[Excerpt from a dataset]

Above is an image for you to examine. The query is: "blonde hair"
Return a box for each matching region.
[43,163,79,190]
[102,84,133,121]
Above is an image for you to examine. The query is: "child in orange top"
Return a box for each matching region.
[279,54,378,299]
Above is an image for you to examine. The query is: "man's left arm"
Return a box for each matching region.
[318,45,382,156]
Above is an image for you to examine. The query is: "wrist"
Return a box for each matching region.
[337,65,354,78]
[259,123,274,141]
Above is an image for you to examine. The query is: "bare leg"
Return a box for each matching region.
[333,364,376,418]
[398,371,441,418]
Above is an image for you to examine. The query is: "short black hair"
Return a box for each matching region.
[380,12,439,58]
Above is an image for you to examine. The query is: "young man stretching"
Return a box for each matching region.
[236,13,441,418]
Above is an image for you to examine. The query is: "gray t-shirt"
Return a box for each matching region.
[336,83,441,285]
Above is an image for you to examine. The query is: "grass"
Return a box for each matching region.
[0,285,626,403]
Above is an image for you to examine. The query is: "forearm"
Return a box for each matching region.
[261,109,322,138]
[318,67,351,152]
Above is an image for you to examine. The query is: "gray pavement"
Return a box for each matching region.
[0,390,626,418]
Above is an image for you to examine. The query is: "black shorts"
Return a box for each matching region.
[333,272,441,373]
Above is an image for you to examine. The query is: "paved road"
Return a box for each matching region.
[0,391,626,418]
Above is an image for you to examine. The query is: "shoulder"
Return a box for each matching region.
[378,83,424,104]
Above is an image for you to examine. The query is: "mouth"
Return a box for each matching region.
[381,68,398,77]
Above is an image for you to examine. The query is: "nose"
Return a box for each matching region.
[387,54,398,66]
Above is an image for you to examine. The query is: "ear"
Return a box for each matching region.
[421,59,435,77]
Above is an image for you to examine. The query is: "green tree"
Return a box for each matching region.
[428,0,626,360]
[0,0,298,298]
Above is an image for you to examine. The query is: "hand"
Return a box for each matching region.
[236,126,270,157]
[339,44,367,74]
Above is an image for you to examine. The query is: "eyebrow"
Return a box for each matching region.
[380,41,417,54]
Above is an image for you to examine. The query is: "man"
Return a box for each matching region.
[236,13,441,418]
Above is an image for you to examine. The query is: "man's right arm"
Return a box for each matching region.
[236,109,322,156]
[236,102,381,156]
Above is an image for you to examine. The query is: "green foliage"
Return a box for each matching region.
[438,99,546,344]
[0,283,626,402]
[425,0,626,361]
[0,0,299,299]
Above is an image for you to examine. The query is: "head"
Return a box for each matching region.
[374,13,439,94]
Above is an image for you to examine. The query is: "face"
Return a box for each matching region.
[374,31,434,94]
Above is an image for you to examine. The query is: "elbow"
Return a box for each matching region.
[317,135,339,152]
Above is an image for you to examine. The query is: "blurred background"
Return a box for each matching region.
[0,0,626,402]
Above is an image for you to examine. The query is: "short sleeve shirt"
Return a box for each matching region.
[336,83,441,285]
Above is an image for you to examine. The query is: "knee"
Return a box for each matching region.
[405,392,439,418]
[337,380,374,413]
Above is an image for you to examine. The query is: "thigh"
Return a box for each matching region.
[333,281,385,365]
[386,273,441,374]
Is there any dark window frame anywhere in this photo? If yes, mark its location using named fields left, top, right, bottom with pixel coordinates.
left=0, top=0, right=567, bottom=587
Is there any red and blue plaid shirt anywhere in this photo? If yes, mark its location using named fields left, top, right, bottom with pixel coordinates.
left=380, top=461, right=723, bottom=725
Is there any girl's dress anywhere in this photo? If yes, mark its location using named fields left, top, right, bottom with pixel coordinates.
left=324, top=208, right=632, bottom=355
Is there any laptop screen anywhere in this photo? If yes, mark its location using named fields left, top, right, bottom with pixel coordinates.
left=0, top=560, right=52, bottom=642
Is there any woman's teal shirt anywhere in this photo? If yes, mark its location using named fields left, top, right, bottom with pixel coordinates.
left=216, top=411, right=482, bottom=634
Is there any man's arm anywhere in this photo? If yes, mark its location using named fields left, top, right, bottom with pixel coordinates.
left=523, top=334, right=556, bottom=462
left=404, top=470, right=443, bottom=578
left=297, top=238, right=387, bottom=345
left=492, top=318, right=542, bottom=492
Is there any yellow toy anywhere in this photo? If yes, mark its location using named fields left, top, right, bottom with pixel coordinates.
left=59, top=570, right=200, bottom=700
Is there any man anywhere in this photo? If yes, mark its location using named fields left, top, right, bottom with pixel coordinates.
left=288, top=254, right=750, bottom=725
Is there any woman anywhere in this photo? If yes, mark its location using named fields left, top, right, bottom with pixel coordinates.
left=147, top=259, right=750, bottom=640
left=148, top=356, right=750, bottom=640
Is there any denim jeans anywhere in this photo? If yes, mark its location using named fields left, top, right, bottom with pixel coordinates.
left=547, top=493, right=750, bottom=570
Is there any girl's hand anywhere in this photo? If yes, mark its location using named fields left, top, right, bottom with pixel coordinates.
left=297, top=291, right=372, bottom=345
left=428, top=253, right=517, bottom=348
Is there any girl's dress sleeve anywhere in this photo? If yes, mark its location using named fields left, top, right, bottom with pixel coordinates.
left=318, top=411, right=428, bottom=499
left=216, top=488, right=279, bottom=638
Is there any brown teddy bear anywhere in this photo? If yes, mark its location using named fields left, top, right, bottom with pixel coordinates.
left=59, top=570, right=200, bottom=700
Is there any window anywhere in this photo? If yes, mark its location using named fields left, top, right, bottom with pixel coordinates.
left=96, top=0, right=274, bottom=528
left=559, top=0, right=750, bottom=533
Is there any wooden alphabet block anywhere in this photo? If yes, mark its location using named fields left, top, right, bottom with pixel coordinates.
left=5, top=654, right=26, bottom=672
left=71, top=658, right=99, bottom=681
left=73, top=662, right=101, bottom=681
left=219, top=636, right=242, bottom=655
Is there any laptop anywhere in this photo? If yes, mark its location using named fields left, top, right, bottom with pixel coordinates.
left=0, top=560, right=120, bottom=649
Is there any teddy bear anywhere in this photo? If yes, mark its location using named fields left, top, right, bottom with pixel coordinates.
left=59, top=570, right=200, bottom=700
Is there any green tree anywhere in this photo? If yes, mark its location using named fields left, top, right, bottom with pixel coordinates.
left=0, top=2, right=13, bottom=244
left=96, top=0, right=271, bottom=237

Your instructions:
Reproduce every one of the records above word for word, from the first line to the last.

The solution:
Above is an image for you to examine. The query is: "blonde hair"
Return a box for each matching region.
[43,163,79,190]
[102,84,133,121]
Above is an image for you to examine. The query is: "child in orange top"
Return a box for each matching region.
[279,54,378,299]
Above is an image for you to examine. The query is: "man's left arm"
Return a box for each matching region.
[318,45,382,156]
Above is an image for you to examine. The query is: "wrist"
Return a box for each matching region.
[337,65,354,78]
[259,123,274,141]
Above is an image for you to examine. The query is: "bare leg"
Return a box for each matching region.
[333,364,376,418]
[398,371,441,418]
Above is an image for you to examine. The query is: "short black hair"
Return a box for each matching region.
[380,12,439,58]
Above is an image for you to examine. The query is: "young man stretching"
Return a box for each matching region.
[236,13,441,418]
Above is an image for you to examine. The query is: "gray t-shirt"
Return a box for each matching region.
[336,83,441,285]
Above is an image for you to examine. The query is: "grass"
Return a box for each matching region.
[0,285,626,403]
Above is an image for you to examine. The query is: "forearm"
Return a box for each matching region.
[261,109,322,138]
[318,67,351,152]
Above is an image for you to examine. The query is: "gray pavement"
Return a box for each matching region.
[0,390,626,418]
Above is an image for you to examine. The query is: "black shorts"
Return a box for each matching region.
[333,272,441,373]
Above is an image for you to examine. The query is: "paved road"
Return a box for each matching region.
[0,391,626,418]
Above is an image for you to examine. The query is: "shoulder"
Return a box for each matching region.
[378,83,424,104]
Above is an image for you to examine. The query is: "mouth"
Return a box for each matching region.
[381,68,398,77]
Above is an image for you to examine. The query is: "nose"
Return a box for each matching region.
[387,54,398,66]
Above is an image for you to examine. The query is: "ear"
Return a box for each matching region.
[421,59,435,77]
Above is an image for you to examine. The query is: "green tree"
Return a box for each matching region.
[428,0,626,360]
[0,0,298,298]
Above is an image for you to examine. The query is: "hand"
Return a box for each matching region.
[236,126,270,157]
[339,44,367,74]
Above is an image for you to examine. The query is: "eyebrow"
Return a box for each matching region.
[380,41,417,54]
Above is an image for you to examine. The query is: "man"
Return a box for each matching region.
[236,13,441,418]
Above is an image for you to examine. The query is: "man's right arm"
Return a box for each matching region.
[236,109,322,156]
[236,102,381,156]
Above is an image for you to examine. The query is: "green foliage"
Return a box for each matching region.
[438,99,546,344]
[0,283,626,402]
[425,0,626,361]
[0,0,299,299]
Above is an image for you to examine. The query is: "head"
Return a box for each matching region.
[374,13,439,94]
Above is an image for you to examine. The query is: "face"
Return a box for each matching region.
[374,31,434,94]
Above is an image for you to examine. The query is: "elbow"
Return a box for each matching region.
[317,135,339,152]
Above is an image for you to examine. The query is: "blurred background"
Return a box for each matching region.
[0,0,626,402]
Above is an image for you to examine. The query is: "short sleeve shirt"
Return a box for each matching region.
[336,83,441,285]
Above is an image for you to examine. The query is: "knee"
Return a box for each matching region.
[405,392,439,418]
[337,380,374,413]
Above is an image for you to examine. The query is: "thigh"
Return a box for each matching region.
[333,281,385,365]
[386,273,441,374]
Is there any dark window frame anywhere in this photo? If yes, mark its location using named fields left, top, right, bottom with pixel coordinates.
left=0, top=0, right=567, bottom=587
Is there any red and blue plaid shirt anywhere in this photo? If yes, mark its location using named fields left, top, right, bottom with pixel coordinates.
left=380, top=461, right=723, bottom=725
Is there any girl's dress anywhere in this photo? If yes, mark its location using named fields left, top, right, bottom with pixel coordinates.
left=324, top=208, right=632, bottom=355
Is there any laptop screen anywhere in this photo? If yes, mark its location using named fields left, top, right, bottom with pixel coordinates.
left=0, top=560, right=52, bottom=642
Is there any woman's teal shirt anywhere in this photo? If yes, mark its location using named fields left, top, right, bottom with pixel coordinates.
left=216, top=411, right=482, bottom=634
Is there any man's arm anywhere in this photo? If yes, mark its location using named fields left, top, right, bottom with pixel coordinates.
left=523, top=334, right=556, bottom=462
left=404, top=470, right=443, bottom=578
left=297, top=238, right=387, bottom=345
left=492, top=318, right=542, bottom=492
Is there any yellow toy anywhere in this photo? If yes, mark its location using named fields left, top, right, bottom with pixel coordinates.
left=59, top=570, right=200, bottom=700
Is there any man anywhere in this photo? If yes, mark its location using named fields left, top, right, bottom with pixel coordinates.
left=288, top=254, right=750, bottom=725
Is there any woman anywhere in this photo? If yes, mark its location using named fields left, top, right, bottom with pixel coordinates.
left=147, top=259, right=750, bottom=640
left=148, top=356, right=750, bottom=640
Is there any denim jeans anywhere in this photo? If yes, mark its location using named fields left, top, right, bottom with pixel coordinates.
left=547, top=493, right=750, bottom=570
Is there any girl's hand anywhere in this photo? If yes, mark its location using named fields left, top, right, bottom with pixel coordinates.
left=297, top=291, right=372, bottom=345
left=428, top=253, right=517, bottom=348
Is there any girl's dress sleeve anywhere in this photo? If yes, mark its location using named fields left, top, right, bottom with pixel coordinates.
left=318, top=411, right=428, bottom=499
left=216, top=488, right=279, bottom=638
Is there any brown teddy bear anywhere in this photo? If yes, mark its location using named fields left, top, right, bottom with pixel coordinates.
left=59, top=570, right=200, bottom=700
Is there any window anywhere in this photo? If yes, mark its location using named fields left, top, right, bottom with pixel coordinates.
left=96, top=0, right=274, bottom=528
left=559, top=0, right=750, bottom=533
Is there any wooden alphabet block anywhere in this photo? If yes, mark its location using named fields left, top, right, bottom with pixel coordinates.
left=5, top=654, right=26, bottom=672
left=71, top=658, right=99, bottom=681
left=73, top=662, right=101, bottom=681
left=219, top=636, right=242, bottom=655
Is there any laptop anywhere in this photo? If yes, mark its location using named fields left, top, right, bottom with pixel coordinates.
left=0, top=560, right=120, bottom=649
Is there any teddy bear anywhere in this photo? If yes, mark its location using named fields left, top, right, bottom with pixel coordinates.
left=59, top=570, right=200, bottom=700
Is there any green tree anywhere in this photo? If yes, mark its location using named fields left, top, right, bottom with pixel coordinates.
left=0, top=2, right=13, bottom=244
left=96, top=0, right=271, bottom=237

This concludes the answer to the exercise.